BLOCO DE TEXTO:

"""

Muitos habitantes, guiados pelas melhores intenções, se viram no direito de inserir sua marca pessoal na paisagem, sob a forma de um mogno, uma mangueira, uma jaqueira, um pé de jamelão. Em muitos lugares não se vê a menor preocupação de estender à vegetação a ordem que criou a cidade e que a tornaram um bem cultural singular em todo o planeta. 
 
 
ARBORIZAÇÃO X ARQUITETURA
 
Assim, ainda que na melhor das intenções, plantou-se de tudo na Esplanada. No seu livro "Manual de Intervenções em Jardins Históricos", o arquiteto e paisagista do IPHAN, Carlos Fernando de Moura Delphim lembra muito bem que "o estrato arbóreo é um elemento quase arquitetônico. Uma árvore pode vir a assumir uma dimensão mais impactante que o próprio prédio". E é, justamente, o que está acontecendo em Brasília.
 
Carlos Fernando de Moura Delphim, um dos paisagistas preferidos de Oscar Niemeyer, deixa claro que "projetada para automóveis, Brasília não precisa ser inóspita para os pedestres que não encontram qualquer aconchego na travessia de alguns de seus grandes gramados. Corredores de sombra e frescura poderiam ser criados de forma ininterrupta, curvos e sinuosos, em contraposição á geométrica e retilínea malha da cidade e sem se chocarem com suas formas".

"""

ENTRADAS FORNECIDAS:

"""

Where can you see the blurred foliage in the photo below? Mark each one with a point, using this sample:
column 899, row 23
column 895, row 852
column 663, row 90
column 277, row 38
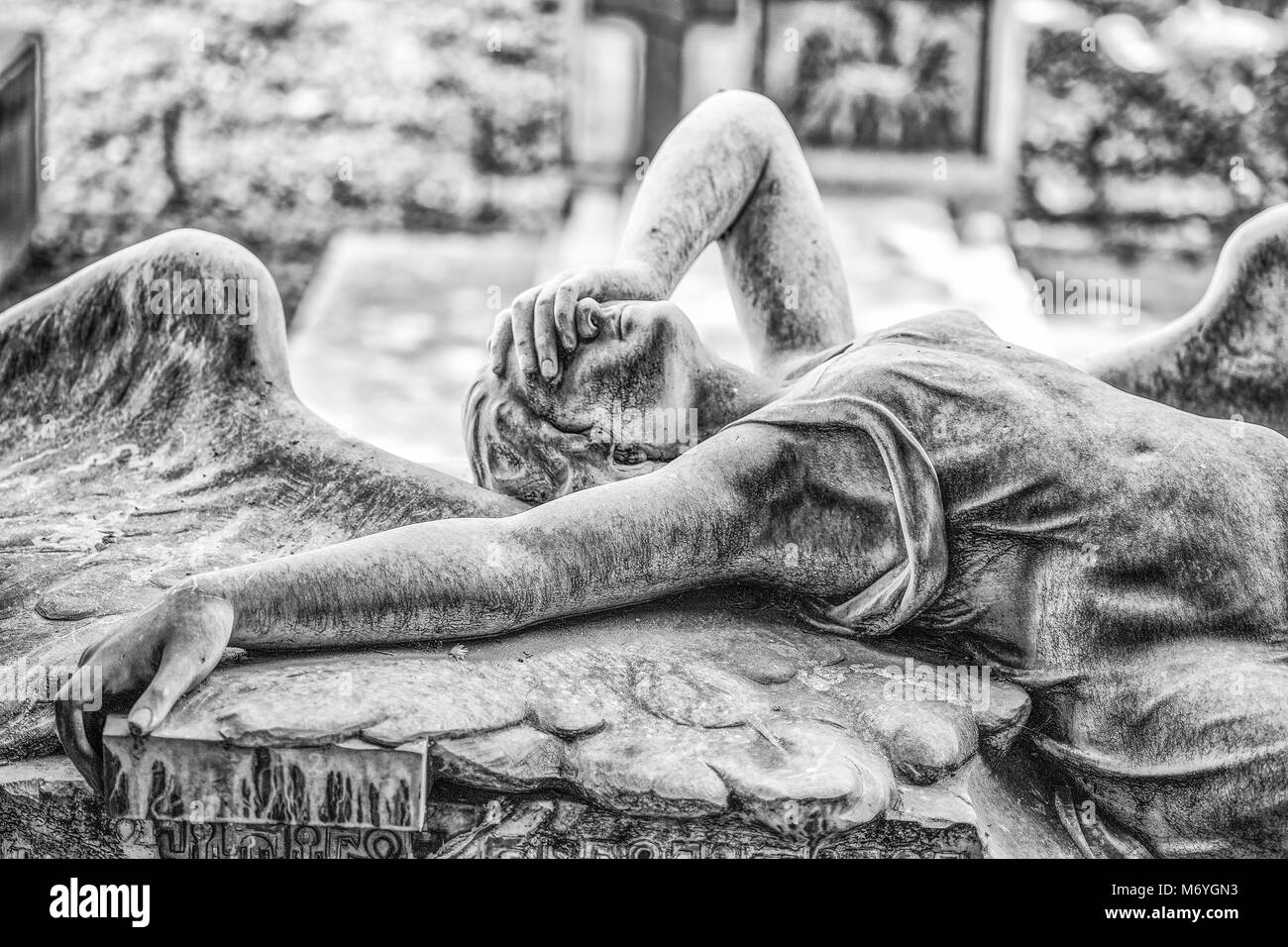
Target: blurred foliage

"""

SEU OBJETIVO: Dê continuidade ao texto sobre a arborização e a arquitetura de Brasília, começando logo após a última frase apresentada.

RESPOSTA ABAIXO:
 
 
JOGO DE 4 ERROS NA ARBORIZAÇÃO
 
Os erros que precisam ser corrigidos, segundo Carlos Fernando de Moura Delphim:
 
1  – Nas imediações de belas edificações, foram plantadas árvores exóticas cujo porte adulto, muitas vezes, nem é ainda conhecido no Brasil. Ao crescerem, as árvores vão obstruindo e ocultando totalmente a visão de prédios que foram projetados para serem livremente contemplados. 
 
2  – Figueiras e mognos foram plantados em renque ao longo de alguns ministérios. Essas árvores têm um porte tal que estão tornando o conjunto de prédios bem menos significantes. Há uma competição entre as árvores e os ministérios.
 
3  – Há, ainda, o inconveniente das raízes causadoras de ruínas, como as chamou Guimarães Rosa.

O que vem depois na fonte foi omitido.